» **Consigna**: Según la fuente, ¿qué otras obras del autor de La Montaña se mencionan junto a ese libro?

» **Fuente**:
-=-=-=-=-
La Montaña es un libro de amenísima lectura. Como El Pájaro, El Insecto y El Mar, del mismo autor, pertenece al número de aquellas producciones ligeras y brillantes en que Michelet trató de popularizar los conocimientos científicos, revistiéndolos con las galas de su mágico estilo y penetrándolos de aquel sentido naturalista que en él domina, que da tanto encanto y [113] atractivo a sus obras; y que es debido a un profundo amor hacia la naturaleza y a un panteísmo semimítico, semivoluptuoso, que tiene más de un punto de semejanza con el que inspira a los grandes poetas de la India. Relación de viaje en parte, en parte también estudio geográfico, salpicado de ingeniosidades filosóficas, el libro de Michelet se lee con gusto y no sin provecho, por más que el deleite aventaje en él a la enseñanza.

Agradable y bien escrito es también el folleto del fogoso y elocuente obispo de Orleans. Trátase en él de enaltecer las ventajas que la cultura intelectual reporta a las mujeres y de librar de la censura y del ridículo a las mujeres estudiosas.

Este folleto está discretamente pensado y admirablemente escrito; en el fondo tiene razón en lo que dice; pero, por más que su autor hace, la tendencia que hay en él es algo peligrosa y las reglas que traza carecen de la precisión necesaria para ser verdaderamente prácticas.

Con efecto, trazar el límite exacto entre la mujer instruida y la insufrible marisabidilla es dificilísimo; conciliar los estudios y la actividad intelectual que de la mujer exige monseñor Dupanloup con su verdadera misión en el mundo y sus más importantes deberes, no lo es menos; y de aquí resulta que, estando muy distante del ánimo del elocuente obispo hacer la apología de las marisabidillas y servir la causa de la emancipación de la mujer, en realidad los resultados de su obra se acercan mucho a lo uno y a lo otro.
-=-=-=-=-
» **Datos proporcionados**:
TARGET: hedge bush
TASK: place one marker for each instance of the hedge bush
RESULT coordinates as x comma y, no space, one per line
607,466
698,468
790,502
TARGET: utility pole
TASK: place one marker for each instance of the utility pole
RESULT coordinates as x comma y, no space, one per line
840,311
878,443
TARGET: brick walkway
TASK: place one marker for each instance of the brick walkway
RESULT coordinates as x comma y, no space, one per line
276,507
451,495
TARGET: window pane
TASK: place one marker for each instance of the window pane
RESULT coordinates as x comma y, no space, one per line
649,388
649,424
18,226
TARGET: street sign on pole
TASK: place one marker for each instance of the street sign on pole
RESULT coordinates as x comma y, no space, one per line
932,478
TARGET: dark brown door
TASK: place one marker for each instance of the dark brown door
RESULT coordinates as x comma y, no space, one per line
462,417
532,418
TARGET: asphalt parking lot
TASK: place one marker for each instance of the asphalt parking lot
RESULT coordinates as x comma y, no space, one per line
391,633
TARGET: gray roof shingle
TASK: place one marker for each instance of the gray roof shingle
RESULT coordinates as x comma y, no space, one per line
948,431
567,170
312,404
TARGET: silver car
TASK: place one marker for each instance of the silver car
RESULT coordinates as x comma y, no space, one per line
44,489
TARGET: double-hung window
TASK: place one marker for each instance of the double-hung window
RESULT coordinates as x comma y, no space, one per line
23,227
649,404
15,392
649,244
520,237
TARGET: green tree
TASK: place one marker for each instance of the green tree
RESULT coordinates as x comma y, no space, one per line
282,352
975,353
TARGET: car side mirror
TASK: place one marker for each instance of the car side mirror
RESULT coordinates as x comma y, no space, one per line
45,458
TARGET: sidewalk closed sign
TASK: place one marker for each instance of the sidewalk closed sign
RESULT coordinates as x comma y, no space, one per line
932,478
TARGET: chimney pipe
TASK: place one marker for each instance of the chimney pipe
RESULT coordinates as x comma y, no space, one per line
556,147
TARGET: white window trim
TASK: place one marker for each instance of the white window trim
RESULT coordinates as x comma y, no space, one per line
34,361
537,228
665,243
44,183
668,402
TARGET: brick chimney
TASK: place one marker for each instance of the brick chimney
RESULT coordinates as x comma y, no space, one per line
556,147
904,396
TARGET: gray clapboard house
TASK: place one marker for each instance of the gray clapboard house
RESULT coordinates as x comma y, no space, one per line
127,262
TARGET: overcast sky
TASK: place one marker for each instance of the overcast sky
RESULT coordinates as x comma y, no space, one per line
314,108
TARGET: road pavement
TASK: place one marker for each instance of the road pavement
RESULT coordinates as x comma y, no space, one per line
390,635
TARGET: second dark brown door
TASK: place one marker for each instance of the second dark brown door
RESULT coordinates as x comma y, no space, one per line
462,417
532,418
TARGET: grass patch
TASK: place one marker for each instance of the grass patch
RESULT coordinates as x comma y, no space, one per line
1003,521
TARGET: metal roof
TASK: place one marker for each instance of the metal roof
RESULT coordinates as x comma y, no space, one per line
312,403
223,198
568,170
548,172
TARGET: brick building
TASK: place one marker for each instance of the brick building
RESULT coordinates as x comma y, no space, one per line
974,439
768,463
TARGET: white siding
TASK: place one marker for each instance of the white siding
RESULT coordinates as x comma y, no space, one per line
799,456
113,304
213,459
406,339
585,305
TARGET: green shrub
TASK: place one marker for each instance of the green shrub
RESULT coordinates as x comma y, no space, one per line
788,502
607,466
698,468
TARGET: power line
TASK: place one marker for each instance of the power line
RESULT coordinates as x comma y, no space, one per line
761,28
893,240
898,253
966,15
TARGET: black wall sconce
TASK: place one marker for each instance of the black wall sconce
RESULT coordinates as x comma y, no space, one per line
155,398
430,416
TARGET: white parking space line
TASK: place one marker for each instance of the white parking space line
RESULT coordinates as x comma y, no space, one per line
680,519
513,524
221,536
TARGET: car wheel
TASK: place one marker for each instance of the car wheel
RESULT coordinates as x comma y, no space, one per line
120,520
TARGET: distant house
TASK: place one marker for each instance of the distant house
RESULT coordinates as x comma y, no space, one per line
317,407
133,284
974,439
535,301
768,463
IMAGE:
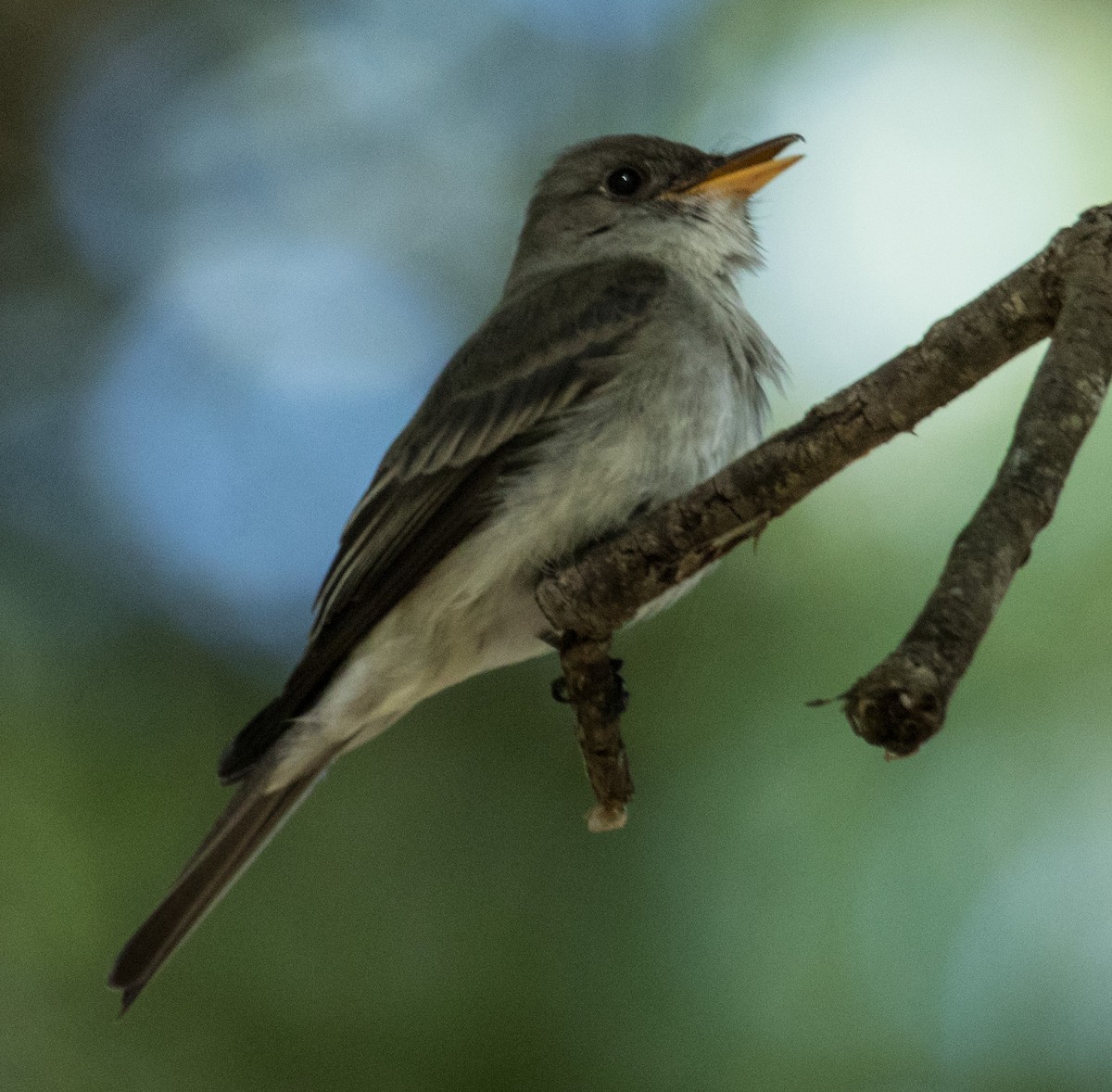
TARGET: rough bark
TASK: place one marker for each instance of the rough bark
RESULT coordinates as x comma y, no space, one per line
1066,293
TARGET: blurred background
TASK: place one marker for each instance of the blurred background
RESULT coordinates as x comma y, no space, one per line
237,240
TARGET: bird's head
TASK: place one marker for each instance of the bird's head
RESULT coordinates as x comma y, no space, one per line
632,196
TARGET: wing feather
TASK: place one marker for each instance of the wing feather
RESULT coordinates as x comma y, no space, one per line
544,350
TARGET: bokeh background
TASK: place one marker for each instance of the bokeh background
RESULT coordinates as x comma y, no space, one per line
237,240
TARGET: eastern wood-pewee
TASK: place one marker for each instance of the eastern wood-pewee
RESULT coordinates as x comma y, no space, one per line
618,371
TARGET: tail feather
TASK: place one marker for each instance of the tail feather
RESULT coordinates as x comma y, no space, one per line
250,819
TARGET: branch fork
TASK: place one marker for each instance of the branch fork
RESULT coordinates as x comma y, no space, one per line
1065,293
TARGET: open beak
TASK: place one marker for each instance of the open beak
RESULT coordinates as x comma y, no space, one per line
745,171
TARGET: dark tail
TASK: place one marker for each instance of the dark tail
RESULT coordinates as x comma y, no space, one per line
249,820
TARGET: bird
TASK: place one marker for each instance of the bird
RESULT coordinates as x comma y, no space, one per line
618,369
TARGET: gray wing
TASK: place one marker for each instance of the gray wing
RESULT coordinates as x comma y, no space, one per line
543,351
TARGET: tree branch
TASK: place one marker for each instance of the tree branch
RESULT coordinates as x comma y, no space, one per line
1065,290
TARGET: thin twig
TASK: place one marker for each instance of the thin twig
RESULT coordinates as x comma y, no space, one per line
902,702
598,694
610,583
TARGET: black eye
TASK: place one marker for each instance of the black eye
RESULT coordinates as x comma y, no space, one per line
626,182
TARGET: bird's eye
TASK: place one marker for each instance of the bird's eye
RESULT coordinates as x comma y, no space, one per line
626,182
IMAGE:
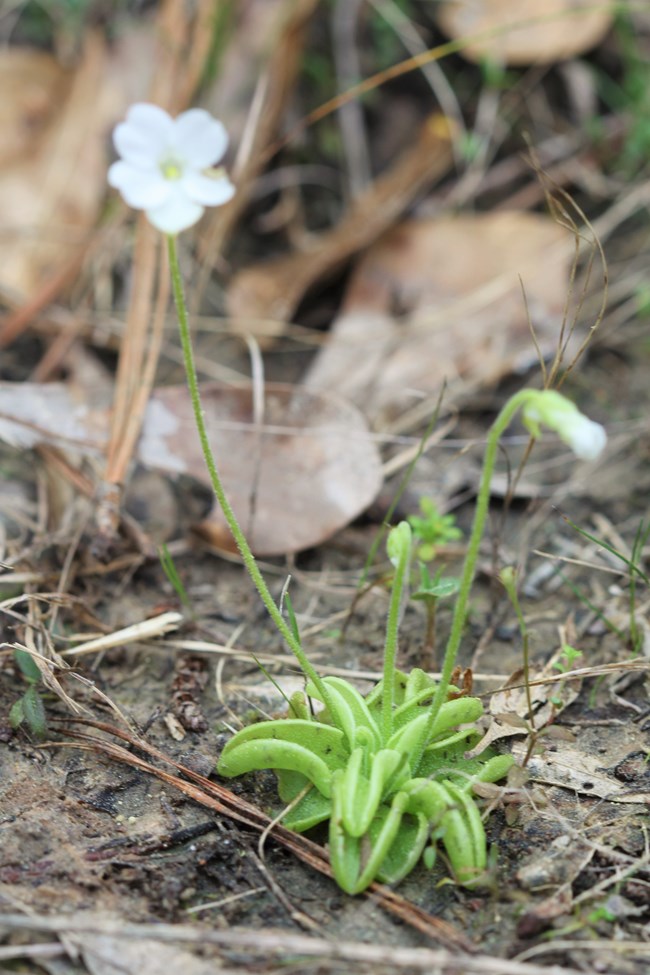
-=-=-=-=-
» **Respuesta completa**: El Pájaro, El Insecto y El Mar.